[Saved entries]
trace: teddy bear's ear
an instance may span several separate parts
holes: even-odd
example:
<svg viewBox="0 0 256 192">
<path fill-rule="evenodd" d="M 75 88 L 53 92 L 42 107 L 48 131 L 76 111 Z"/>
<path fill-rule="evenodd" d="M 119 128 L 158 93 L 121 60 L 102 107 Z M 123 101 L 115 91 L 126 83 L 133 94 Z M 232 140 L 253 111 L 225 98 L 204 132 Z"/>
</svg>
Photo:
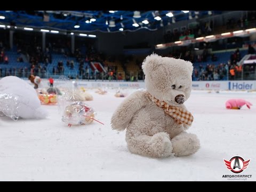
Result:
<svg viewBox="0 0 256 192">
<path fill-rule="evenodd" d="M 191 73 L 191 75 L 192 75 L 192 73 L 193 73 L 193 65 L 192 63 L 190 61 L 187 61 L 187 65 L 189 71 Z"/>
<path fill-rule="evenodd" d="M 154 68 L 161 64 L 161 56 L 153 53 L 146 58 L 142 62 L 142 70 L 146 75 L 148 72 L 154 70 Z"/>
</svg>

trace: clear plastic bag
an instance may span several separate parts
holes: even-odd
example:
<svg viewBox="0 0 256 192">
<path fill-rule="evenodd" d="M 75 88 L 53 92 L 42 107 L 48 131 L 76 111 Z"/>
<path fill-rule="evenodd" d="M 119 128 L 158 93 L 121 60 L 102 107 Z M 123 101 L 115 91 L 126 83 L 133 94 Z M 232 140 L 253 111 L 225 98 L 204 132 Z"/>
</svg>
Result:
<svg viewBox="0 0 256 192">
<path fill-rule="evenodd" d="M 127 96 L 127 93 L 125 93 L 124 90 L 121 90 L 120 88 L 119 88 L 116 92 L 115 94 L 115 97 L 125 97 Z"/>
<path fill-rule="evenodd" d="M 0 115 L 5 115 L 14 121 L 19 119 L 19 96 L 0 92 Z"/>
<path fill-rule="evenodd" d="M 99 122 L 94 118 L 96 113 L 93 109 L 79 100 L 79 96 L 77 94 L 78 85 L 76 82 L 61 76 L 57 84 L 59 86 L 61 84 L 63 87 L 62 95 L 58 95 L 59 111 L 62 121 L 69 126 L 89 124 L 93 121 Z"/>
</svg>

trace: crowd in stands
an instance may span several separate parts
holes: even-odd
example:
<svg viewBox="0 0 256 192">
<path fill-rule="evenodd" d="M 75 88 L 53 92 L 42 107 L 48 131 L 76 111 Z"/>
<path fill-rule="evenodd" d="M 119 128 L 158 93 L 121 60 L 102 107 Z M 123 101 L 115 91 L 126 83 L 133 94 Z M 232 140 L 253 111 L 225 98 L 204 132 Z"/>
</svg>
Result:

What is needed
Reproduce the listing above line for line, leaving out the pictures.

Worked answer
trace: teddy bear's ear
an instance may span several separate parts
holes: even-odd
example:
<svg viewBox="0 0 256 192">
<path fill-rule="evenodd" d="M 75 88 L 53 92 L 42 107 L 48 131 L 76 111 Z"/>
<path fill-rule="evenodd" d="M 119 128 L 158 93 L 121 60 L 102 107 Z M 123 101 L 115 91 L 126 83 L 133 94 Z M 232 140 L 253 111 L 225 98 L 204 132 Z"/>
</svg>
Photo:
Result:
<svg viewBox="0 0 256 192">
<path fill-rule="evenodd" d="M 191 73 L 191 75 L 192 75 L 192 73 L 193 73 L 193 65 L 192 63 L 190 61 L 187 61 L 187 65 L 189 71 Z"/>
<path fill-rule="evenodd" d="M 154 68 L 161 64 L 161 56 L 153 53 L 146 58 L 142 62 L 142 70 L 146 75 L 148 72 L 154 70 Z"/>
</svg>

trace: clear plastic bag
an instance may span several separate parts
holes: even-odd
example:
<svg viewBox="0 0 256 192">
<path fill-rule="evenodd" d="M 75 88 L 53 92 L 42 107 L 48 131 L 76 111 Z"/>
<path fill-rule="evenodd" d="M 119 128 L 158 93 L 121 60 L 102 107 Z M 123 101 L 115 91 L 126 83 L 133 94 Z M 232 140 L 253 111 L 225 98 L 204 132 Z"/>
</svg>
Result:
<svg viewBox="0 0 256 192">
<path fill-rule="evenodd" d="M 127 96 L 127 93 L 125 93 L 124 90 L 121 90 L 120 88 L 119 88 L 116 92 L 115 94 L 115 97 L 125 97 Z"/>
<path fill-rule="evenodd" d="M 0 115 L 5 115 L 14 121 L 19 119 L 19 96 L 0 92 Z"/>
<path fill-rule="evenodd" d="M 99 122 L 94 118 L 96 113 L 93 109 L 79 100 L 79 96 L 77 94 L 78 85 L 76 82 L 61 76 L 57 84 L 59 86 L 61 84 L 63 87 L 62 95 L 58 95 L 59 111 L 62 121 L 69 126 L 89 124 L 93 121 Z"/>
</svg>

trace: crowd in stands
an instance may span several separate parts
holes: even-odd
example:
<svg viewBox="0 0 256 192">
<path fill-rule="evenodd" d="M 75 88 L 53 92 L 42 107 L 48 131 L 76 111 Z"/>
<path fill-rule="evenodd" d="M 119 128 L 158 93 L 121 60 L 102 107 Z M 123 101 L 115 91 L 126 83 L 133 94 Z M 232 140 L 253 111 L 225 98 L 204 132 Z"/>
</svg>
Result:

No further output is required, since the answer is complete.